> **EXCERPTED TEXT**:
________________________

# Update, new group of girls



## Kelsbels (Aug 12, 2015)

After posting about the deaths of my two girls, Neptune and Starbuck, a month later Tree passed away. She simply fell asleep, she passed away by the time we reached the vets.

I felt like posting about it here rather than make another forum thread. 

So now we have our rescues, Lumi, Chickadee, and Lotte Laserstein. They're all very sweet and it's taken some time to bond with them, but things are looking good.

Lumi and Chickadee are sisters, we got them after Tree was alone for a week. We introduced them and they all became fast friends. I'm so thankful for this because Tree perked up! They're a year and a few months old now, and full of energy.

Lotte Laserstein, my boyfriend and I adopted her from the shelter. She's around 2 now and is also a very energetic rat. She also quickly became great cuddle buddies with Tree, but a bit annoyed with the young'ins.

________________________

> **THE RECORDS**:
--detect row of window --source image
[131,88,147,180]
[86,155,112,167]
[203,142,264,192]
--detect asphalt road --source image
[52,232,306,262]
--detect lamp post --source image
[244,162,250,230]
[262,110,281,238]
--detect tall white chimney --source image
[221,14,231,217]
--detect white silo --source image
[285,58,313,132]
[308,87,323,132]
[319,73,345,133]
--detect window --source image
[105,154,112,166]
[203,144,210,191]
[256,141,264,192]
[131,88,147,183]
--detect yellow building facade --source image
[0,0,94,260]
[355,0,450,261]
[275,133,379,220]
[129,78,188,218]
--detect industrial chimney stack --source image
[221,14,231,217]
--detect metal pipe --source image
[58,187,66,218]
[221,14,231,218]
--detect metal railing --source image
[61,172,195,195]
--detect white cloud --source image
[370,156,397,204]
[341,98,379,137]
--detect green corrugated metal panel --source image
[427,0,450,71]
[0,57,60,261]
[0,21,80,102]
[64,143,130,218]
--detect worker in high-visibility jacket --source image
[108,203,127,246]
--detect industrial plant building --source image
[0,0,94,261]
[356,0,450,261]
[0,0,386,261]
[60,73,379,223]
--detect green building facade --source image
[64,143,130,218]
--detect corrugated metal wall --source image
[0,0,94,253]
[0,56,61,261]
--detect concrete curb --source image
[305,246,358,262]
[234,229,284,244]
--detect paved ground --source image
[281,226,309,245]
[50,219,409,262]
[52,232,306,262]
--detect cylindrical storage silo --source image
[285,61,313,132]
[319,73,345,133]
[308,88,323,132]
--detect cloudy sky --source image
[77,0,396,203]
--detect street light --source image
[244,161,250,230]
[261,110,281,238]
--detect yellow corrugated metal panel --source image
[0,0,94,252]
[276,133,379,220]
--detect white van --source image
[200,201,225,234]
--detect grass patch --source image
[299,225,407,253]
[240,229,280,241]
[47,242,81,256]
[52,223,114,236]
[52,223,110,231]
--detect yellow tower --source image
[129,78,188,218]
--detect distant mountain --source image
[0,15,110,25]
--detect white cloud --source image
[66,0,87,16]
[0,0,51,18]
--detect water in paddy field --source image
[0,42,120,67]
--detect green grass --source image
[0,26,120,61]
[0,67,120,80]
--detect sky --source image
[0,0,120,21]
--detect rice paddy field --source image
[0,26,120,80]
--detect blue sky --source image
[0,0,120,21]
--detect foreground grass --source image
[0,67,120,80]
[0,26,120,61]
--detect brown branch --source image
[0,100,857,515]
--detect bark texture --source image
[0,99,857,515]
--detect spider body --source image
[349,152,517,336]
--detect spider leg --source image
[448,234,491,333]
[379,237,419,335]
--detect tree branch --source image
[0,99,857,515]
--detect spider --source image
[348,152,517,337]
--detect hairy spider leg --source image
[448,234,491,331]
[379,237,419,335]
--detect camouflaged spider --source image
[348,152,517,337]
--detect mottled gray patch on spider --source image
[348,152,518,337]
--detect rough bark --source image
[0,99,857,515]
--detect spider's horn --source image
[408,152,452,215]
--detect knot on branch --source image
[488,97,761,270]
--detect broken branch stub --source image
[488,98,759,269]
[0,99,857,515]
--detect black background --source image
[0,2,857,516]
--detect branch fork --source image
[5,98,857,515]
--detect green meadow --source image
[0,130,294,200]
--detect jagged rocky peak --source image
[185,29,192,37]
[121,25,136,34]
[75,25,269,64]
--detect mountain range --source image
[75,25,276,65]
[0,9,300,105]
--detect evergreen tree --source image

________________________

> **STATED PROBLEM A**: Put the records from the line with "--detect camouflaged spider --source image" up to and including the line with "[75,25,269,64]" into a numbered list, leaving out any blank lines.
> **STATED PROBLEM B**: Write the next part of the forum post about the new group of pet rats, picking up after its last sentence.

> **RIGHT ANSWER A**:
1. --detect camouflaged spider --source image
2. [348,152,517,337]
3. --detect mottled gray patch on spider --source image
4. [348,152,518,337]
5. --detect rough bark --source image
6. [0,99,857,515]
7. --detect spider's horn --source image
8. [408,152,452,215]
9. --detect knot on branch --source image
10. [488,97,761,270]
11. --detect broken branch stub --source image
12. [488,98,759,269]
13. [0,99,857,515]
14. --detect black background --source image
15. [0,2,857,516]
16. --detect branch fork --source image
17. [5,98,857,515]
18. --detect green meadow --source image
19. [0,130,294,200]
20. --detect jagged rocky peak --source image
21. [185,29,192,37]
22. [121,25,136,34]
23. [75,25,269,64]

> **RIGHT ANSWER B**:
Now that it's the 3 of them they have had to learn to interact and cuddle with each other. Lotte does not like to be power groomed or dominated which has created some tension between her and Chickadee. I'm hoping eventually they'll just get along.

So, just an update. My boyfriend and I are on a waiting list for a breeder so either later this year or next we'll be introducing a group of young rats. I'm excited for that, and for now, we're giving a lot of attention to our new group of girls.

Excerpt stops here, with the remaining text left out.